Print this span of the material below exactly: the line with "point(134, 385)", the line with "point(236, 214)", and every line between them, but nothing else.

--------

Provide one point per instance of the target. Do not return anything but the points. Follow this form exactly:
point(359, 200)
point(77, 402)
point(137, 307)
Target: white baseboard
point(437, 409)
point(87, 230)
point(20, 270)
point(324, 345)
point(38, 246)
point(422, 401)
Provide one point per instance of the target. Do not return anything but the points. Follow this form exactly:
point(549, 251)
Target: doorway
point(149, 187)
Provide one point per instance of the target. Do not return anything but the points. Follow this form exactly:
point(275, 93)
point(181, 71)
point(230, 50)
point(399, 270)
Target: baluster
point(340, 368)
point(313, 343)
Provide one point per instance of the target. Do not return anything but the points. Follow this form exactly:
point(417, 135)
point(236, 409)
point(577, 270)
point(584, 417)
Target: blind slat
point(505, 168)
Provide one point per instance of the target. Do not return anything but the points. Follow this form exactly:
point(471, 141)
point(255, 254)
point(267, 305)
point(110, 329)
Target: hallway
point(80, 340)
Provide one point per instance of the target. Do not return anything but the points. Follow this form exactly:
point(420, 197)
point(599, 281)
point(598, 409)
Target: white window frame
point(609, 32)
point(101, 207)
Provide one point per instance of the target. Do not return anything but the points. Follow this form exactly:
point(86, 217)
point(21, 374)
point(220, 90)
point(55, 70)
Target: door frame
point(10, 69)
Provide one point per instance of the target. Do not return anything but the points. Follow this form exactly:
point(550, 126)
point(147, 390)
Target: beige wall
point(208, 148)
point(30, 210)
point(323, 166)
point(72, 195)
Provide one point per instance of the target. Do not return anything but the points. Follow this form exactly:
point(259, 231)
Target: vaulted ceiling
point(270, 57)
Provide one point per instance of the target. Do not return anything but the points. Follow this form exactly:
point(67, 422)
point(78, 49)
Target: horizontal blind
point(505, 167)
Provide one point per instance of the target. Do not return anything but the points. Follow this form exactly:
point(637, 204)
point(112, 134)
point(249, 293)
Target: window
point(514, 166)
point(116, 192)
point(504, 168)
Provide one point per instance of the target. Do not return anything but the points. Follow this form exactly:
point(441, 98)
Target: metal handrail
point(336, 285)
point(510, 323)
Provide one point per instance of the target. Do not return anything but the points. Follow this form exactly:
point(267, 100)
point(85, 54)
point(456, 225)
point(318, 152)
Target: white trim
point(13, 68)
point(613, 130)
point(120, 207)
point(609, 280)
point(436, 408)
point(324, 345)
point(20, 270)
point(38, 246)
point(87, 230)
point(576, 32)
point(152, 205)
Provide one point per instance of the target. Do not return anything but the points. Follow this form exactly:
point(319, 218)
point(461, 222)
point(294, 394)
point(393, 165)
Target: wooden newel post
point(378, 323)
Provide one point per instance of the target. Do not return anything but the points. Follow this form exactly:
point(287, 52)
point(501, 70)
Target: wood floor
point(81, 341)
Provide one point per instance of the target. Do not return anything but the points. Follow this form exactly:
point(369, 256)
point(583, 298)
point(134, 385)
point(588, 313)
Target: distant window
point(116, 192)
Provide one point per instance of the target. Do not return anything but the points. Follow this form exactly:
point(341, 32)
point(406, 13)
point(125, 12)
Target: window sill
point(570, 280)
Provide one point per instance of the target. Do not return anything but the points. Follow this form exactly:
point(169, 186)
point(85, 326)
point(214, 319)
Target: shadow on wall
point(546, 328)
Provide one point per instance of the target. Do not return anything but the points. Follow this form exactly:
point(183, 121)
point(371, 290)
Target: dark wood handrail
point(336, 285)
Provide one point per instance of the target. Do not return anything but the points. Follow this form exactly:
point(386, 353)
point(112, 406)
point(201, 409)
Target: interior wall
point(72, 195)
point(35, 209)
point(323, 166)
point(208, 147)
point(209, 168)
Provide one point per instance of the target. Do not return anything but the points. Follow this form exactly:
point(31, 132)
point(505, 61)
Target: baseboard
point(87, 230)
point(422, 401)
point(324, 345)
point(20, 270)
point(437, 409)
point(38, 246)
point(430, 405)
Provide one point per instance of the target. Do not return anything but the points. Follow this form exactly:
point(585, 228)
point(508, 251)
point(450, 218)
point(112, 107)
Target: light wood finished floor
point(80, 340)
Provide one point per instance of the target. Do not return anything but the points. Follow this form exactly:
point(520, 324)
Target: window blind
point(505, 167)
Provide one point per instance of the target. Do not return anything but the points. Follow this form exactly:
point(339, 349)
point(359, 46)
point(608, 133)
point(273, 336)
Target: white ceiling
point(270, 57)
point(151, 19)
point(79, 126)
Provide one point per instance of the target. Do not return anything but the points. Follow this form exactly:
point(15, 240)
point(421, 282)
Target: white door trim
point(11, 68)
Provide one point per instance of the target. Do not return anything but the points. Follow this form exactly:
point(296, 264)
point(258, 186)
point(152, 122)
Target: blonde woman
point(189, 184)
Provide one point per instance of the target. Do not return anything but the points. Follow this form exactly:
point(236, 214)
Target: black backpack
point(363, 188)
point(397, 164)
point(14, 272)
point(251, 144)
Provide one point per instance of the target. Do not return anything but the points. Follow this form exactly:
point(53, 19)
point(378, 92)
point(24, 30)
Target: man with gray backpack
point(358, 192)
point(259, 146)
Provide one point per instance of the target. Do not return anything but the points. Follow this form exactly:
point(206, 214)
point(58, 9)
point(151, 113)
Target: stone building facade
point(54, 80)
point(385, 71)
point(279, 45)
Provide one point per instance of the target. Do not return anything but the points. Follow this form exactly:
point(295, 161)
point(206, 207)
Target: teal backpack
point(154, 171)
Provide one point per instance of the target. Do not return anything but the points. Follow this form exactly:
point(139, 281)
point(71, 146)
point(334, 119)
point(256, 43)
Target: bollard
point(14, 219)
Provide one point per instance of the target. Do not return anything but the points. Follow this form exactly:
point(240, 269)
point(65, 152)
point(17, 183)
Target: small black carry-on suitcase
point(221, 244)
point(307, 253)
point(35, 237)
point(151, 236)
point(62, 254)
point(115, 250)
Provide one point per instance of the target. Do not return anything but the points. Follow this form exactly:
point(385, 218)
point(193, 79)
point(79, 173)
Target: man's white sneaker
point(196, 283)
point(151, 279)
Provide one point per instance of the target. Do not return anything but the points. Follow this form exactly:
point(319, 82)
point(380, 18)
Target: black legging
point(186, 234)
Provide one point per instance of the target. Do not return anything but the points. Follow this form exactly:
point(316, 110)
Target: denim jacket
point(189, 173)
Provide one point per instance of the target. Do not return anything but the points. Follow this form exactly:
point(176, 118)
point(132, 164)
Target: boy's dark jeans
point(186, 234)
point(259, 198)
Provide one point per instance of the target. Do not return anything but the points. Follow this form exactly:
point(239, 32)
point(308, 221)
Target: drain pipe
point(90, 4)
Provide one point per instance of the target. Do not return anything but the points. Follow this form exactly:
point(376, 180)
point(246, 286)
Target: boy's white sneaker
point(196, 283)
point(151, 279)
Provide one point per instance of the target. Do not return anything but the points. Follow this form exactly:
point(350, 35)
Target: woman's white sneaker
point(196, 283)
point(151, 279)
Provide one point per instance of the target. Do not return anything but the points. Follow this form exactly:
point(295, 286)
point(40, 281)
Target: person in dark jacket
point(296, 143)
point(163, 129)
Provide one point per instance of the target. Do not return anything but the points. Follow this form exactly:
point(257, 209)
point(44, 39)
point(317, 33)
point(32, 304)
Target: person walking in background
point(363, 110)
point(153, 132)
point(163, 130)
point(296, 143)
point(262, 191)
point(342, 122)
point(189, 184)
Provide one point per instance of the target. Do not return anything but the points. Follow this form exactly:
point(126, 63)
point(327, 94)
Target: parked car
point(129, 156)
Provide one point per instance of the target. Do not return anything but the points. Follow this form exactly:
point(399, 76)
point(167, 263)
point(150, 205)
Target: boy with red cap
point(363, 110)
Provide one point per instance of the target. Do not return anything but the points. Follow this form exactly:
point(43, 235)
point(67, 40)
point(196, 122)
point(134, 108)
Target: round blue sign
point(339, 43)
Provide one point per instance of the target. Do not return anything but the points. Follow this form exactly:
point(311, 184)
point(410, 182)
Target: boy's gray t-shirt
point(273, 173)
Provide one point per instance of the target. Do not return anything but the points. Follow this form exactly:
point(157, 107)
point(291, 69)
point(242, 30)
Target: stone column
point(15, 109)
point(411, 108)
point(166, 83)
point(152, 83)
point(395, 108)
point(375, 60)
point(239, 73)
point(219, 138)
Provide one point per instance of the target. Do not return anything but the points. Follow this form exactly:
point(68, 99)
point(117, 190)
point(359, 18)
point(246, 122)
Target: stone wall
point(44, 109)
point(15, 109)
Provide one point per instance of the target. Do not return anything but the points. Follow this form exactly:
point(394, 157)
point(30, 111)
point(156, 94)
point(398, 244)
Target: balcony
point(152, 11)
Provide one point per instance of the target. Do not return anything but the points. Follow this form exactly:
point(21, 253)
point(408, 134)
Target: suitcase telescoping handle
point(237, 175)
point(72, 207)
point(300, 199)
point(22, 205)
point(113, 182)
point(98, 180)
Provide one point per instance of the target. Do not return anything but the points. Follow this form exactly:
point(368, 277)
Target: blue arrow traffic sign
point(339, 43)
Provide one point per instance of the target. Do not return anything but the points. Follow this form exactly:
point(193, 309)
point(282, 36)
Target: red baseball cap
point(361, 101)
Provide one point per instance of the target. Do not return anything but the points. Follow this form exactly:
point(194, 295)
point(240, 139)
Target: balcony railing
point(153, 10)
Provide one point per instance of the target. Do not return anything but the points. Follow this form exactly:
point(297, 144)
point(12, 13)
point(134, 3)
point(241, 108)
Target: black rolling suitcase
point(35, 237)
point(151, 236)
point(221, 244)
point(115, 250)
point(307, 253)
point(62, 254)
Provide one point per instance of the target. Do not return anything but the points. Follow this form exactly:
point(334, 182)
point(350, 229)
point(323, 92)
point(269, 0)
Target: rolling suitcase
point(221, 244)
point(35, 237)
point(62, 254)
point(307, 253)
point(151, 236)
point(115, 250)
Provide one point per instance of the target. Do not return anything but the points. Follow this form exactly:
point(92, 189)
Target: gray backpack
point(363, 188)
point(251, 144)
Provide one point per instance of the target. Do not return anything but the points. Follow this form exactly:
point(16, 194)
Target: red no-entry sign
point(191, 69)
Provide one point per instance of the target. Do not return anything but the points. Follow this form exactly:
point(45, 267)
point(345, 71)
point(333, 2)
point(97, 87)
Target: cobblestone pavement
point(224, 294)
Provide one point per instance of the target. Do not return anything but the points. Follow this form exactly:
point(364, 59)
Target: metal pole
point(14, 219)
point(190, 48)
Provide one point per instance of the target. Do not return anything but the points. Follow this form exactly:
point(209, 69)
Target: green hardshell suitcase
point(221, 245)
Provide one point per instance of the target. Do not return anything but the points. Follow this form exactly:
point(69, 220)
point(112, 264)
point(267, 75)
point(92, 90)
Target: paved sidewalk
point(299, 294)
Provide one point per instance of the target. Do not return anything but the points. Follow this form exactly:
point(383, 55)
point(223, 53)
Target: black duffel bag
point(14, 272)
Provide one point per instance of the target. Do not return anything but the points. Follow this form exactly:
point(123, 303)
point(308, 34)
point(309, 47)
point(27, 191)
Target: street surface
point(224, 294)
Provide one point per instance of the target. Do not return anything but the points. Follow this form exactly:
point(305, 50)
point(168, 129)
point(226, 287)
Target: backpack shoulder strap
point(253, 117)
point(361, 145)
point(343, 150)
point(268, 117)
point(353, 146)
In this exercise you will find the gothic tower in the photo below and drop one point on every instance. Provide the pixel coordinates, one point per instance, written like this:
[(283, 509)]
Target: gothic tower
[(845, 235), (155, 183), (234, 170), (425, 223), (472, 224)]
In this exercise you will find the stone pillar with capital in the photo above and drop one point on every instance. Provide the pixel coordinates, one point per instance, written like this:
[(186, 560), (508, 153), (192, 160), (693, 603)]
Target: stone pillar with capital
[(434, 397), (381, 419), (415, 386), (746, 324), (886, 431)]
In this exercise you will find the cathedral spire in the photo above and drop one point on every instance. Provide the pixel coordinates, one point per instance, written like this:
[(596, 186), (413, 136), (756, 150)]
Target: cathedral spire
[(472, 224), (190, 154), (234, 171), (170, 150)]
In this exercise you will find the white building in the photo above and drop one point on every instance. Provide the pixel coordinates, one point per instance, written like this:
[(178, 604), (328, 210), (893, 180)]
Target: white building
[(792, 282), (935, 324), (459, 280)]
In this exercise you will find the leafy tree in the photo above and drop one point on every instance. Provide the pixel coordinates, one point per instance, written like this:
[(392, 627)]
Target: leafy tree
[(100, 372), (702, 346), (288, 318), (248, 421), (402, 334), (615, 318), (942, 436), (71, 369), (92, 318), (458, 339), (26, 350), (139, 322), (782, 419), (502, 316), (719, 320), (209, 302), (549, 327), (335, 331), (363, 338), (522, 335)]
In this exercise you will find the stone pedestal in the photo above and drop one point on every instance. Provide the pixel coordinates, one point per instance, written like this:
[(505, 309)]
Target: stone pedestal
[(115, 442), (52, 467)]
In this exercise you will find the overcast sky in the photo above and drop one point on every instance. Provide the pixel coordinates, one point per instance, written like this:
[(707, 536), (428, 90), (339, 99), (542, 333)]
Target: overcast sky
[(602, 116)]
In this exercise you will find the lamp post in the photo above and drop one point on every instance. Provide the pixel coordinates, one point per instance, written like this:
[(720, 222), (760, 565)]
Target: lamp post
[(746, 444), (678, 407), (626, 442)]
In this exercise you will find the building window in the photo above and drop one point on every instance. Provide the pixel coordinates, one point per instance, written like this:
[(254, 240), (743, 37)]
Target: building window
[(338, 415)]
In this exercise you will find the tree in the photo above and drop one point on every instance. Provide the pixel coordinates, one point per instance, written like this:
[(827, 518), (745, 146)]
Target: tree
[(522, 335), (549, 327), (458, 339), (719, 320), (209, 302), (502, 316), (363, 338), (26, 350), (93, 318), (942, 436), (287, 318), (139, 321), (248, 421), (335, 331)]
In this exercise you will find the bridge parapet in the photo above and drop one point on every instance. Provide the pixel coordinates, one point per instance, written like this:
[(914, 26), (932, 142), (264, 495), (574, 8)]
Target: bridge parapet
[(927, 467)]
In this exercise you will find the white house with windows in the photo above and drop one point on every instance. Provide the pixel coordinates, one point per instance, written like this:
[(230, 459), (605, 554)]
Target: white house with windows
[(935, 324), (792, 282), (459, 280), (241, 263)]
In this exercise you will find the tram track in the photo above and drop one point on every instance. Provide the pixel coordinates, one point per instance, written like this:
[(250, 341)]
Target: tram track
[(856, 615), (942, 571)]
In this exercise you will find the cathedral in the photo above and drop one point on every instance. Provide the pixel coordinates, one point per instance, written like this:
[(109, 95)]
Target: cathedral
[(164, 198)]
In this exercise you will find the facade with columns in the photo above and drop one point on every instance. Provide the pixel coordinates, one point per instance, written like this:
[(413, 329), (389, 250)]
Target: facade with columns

--------

SOLUTION FOR THIS EXERCISE.
point(134, 385)
point(588, 313)
Target: distant window
point(116, 192)
Provide one point per instance of the target. Do not return anything but the points. Follow this form exactly:
point(341, 32)
point(406, 13)
point(125, 12)
Target: window sill
point(570, 280)
Provide one point per instance of the target. Do not return anything but the points. Follow this form exactly:
point(169, 186)
point(85, 326)
point(214, 319)
Target: shadow on wall
point(546, 328)
Provide one point per instance of the target. Do not return anything but the points. Follow this form exactly:
point(183, 121)
point(371, 290)
Target: dark wood handrail
point(336, 285)
Provide one point per instance of the target. Do not return anything but the points. Follow this form exactly:
point(386, 353)
point(112, 406)
point(201, 409)
Target: interior wall
point(72, 195)
point(35, 209)
point(323, 166)
point(208, 147)
point(209, 168)
Provide one point per instance of the target. Do not return anything but the points. Follow this form exactly:
point(31, 132)
point(505, 61)
Target: baseboard
point(87, 230)
point(422, 401)
point(324, 345)
point(20, 270)
point(437, 409)
point(38, 246)
point(430, 405)
Provide one point per instance of the target. Do not return anything but the points. Follow this form exactly:
point(585, 228)
point(508, 251)
point(450, 218)
point(112, 107)
Target: light wood finished floor
point(80, 340)
Provide one point per instance of the target. Do not return anything but the points. Follow this form exactly:
point(520, 324)
Target: window blind
point(505, 167)
Provide one point per instance of the target. Do not return anything but the points. Follow this form exactly:
point(339, 349)
point(359, 46)
point(608, 133)
point(273, 336)
Target: white ceiling
point(270, 57)
point(151, 19)
point(79, 126)
Provide one point per instance of the target. Do not return anything but the points. Follow this form exactly:
point(15, 240)
point(421, 282)
Target: white door trim
point(11, 68)
Provide one point per instance of the target. Do not return anything but the points. Follow this form exactly:
point(296, 264)
point(258, 186)
point(152, 122)
Target: blonde woman
point(189, 184)
Provide one point per instance of the target. Do not return anything but the points. Follow this form exactly:
point(236, 214)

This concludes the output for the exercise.